**TUGAS SINGKAT**
Lanjutkan tulisan tentang sebutan Ince' dan Unda di Pangkep mulai dari bagian terakhir yang ditampilkan, bukan butir-butir di bawahnya.
-------- TEKS PILIHAN
Sabtu, 17 April 2010

Ince' di Pangkep

Oleh : M. Farid W Makkulau

KALAU anda orang yang sering keluar masuk kampong Bontomangape,
Lempangan, Bulu-bulu, dan Parang-parang maka anda tentunya sudah sering
mendengar panggilan nama seseorang dengan predikat Ince’ atau Unda.
Keempat kampong ini masuk dalam wilayah administratif Kelurahan Tumampua
Kecamatan Pangkajene, Pangkep. Penyebutan Ince atau Unda juga kita
dapat temui pada sebagian kecil Kampung Tekolabbua Kelurahan Tekolabbua.
Sebenarnya apa sih yang dimaksud dengan Ince atau Unda itu ? Bagi
orang yang suka belajar Sejarah Sulawesi Selatan, Sejarah Gowa atau
Sejarah Perang Makassar, mungkin sebutan Ince atau Unda ini akan
mengingatkan kita pada sosok Ince Amin, juru tulis Sultan Hasanuddin,
yang juga penulis “Syair Perang Mengkasar”.

Kata “Ince” sebenarnya merupakan plesetan atau penyesuaian dialek melayu
ke dalam Bahasa Bugis dan Makassar. Aslinya kata ini adalah Enci atau
Entji yang dalam Bahasa Melayu berarti paman. Hal ini agak kontras
dengan pemakaian kata Unda bagi komunitas keturunan melayu yang
menggunakan panggilan “Unda” bagi orang tua, yang menurut dugaan menulis
juga berasal dari bahasa rumpun melayu yang berarti kakak atau
seseorang yang dituakan. Penulis sendiri, karena sejak kecil dibesarkan
di Kampung Lempangan (Kampung ini layak mendapatkan julukan Kampong
Melayu karena boleh dibilang sembilan puluh persen warganya adalah
keturunan melayu) dan ibu sendiri, adalah asli keturunan melayu maka
seringkali penulis ‘kecipratan’ dipanggil “Unda”, walau secara
keturunan---berdasarkan prinsip ambokemmi ma’pabatti---hal itu tentu
menyalahi karena bapak keturunan bangsawan Bugis. Jika merujuk kepada
cerita ini, Ince Amin, tentu saja adalah salah satu contoh keturunan
Melayu yang mendapatkan kedudukan sangat terhormat dalam istana Gowa.

Jika ditilik dari sejarah panjang kedatangan dan keberadaannya di Siang
(Pangkep), sebenarnya tidak layak lagi digolongkan sebagai keturunan
melayu, namun sebagian kecil diantara komunitas ini begitu fanatik
dengan ‘kemelayuannya’. Seringkali kita mendengar dalam pergaulan sehari
– hari, “Ikatte antu tau malajua ….”, yang merupakan kebanggaan
terhadap komunitasnya, begitu pula dengan narasi tutur (oral tradition)
----------------
-------- BARIS DATA
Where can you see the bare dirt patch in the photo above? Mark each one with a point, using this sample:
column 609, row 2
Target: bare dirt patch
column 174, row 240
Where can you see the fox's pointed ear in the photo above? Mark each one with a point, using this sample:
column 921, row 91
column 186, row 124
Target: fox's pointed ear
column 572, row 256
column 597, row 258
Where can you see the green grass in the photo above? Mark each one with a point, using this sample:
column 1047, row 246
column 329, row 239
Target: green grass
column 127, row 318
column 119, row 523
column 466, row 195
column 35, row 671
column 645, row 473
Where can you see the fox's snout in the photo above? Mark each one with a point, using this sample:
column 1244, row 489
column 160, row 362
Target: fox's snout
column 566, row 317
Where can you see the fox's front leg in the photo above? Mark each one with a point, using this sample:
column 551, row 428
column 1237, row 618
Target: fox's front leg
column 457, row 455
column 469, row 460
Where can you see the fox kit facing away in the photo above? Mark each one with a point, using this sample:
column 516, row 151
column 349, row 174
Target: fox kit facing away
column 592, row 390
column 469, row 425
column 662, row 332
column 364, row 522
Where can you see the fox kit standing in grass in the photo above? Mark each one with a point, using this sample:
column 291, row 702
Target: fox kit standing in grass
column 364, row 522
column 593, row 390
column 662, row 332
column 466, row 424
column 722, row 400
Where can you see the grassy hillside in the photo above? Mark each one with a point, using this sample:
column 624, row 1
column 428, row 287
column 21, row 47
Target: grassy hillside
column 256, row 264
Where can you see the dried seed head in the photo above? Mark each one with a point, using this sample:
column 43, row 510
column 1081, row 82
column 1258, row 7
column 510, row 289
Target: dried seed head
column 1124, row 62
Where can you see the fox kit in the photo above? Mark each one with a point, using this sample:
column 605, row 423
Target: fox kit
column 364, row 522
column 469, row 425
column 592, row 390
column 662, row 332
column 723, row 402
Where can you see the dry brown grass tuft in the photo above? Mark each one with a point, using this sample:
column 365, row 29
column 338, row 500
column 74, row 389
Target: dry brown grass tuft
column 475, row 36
----------------
-------- BARIS DATA
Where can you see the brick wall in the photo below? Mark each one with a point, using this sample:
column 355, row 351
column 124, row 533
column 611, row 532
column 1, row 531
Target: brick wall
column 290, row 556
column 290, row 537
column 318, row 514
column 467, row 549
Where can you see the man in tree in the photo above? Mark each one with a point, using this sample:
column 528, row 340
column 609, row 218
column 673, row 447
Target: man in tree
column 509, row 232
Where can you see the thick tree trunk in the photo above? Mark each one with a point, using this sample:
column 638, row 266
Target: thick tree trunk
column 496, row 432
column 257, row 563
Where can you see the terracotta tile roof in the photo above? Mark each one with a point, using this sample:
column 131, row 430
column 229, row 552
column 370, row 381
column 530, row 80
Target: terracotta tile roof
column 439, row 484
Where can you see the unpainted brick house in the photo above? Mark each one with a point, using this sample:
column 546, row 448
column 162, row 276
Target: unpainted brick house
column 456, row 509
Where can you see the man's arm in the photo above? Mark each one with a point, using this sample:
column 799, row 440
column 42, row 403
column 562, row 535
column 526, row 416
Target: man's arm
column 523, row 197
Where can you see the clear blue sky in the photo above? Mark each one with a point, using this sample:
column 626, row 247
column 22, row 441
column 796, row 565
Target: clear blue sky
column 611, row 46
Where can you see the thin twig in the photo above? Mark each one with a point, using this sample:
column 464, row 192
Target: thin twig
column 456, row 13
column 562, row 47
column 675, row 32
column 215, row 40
----------------
**HASIL LATIHAN**
yang berkembang diantara mereka bahwa adalah hal yang pammali atau
larangan memakan balacang (udang kecil) karena udang – udang kecil
itulah yang (katanya) menyelamatkan perahu – perahu mereka, menempelkan
diri secara bergerombol di badan perahu yang bocor.

***

Bangsa asing pertama yang datang / singgah ke Siang (Pangkep) adalah
para pedagang melayu dari sebelah barat kepulauan nusantara. Hal ini
diinformasikan oleh para pelaut Portugis dalam kepentingannya mencari
pulau rempah-rempah (misi ekonomi perdagangan), selain untuk kepentingan
penyebaran Agama Nasrani yang dibawa serta oleh para pendetanya (misi
agama) misionaris. Kedatangan Portugis yang dipimpin Antonio de Payva,
tahun 1544 ke Pelabuhan Suppa dan Siang adalah atas perintah Ruy Vas
Pariera, Panglima Pasukan Portugis di Malaka. Kerajaan Malaka sendiri
jatuh di tangan Portugis pada tahun 1511. (Th. Vanden End, 1996).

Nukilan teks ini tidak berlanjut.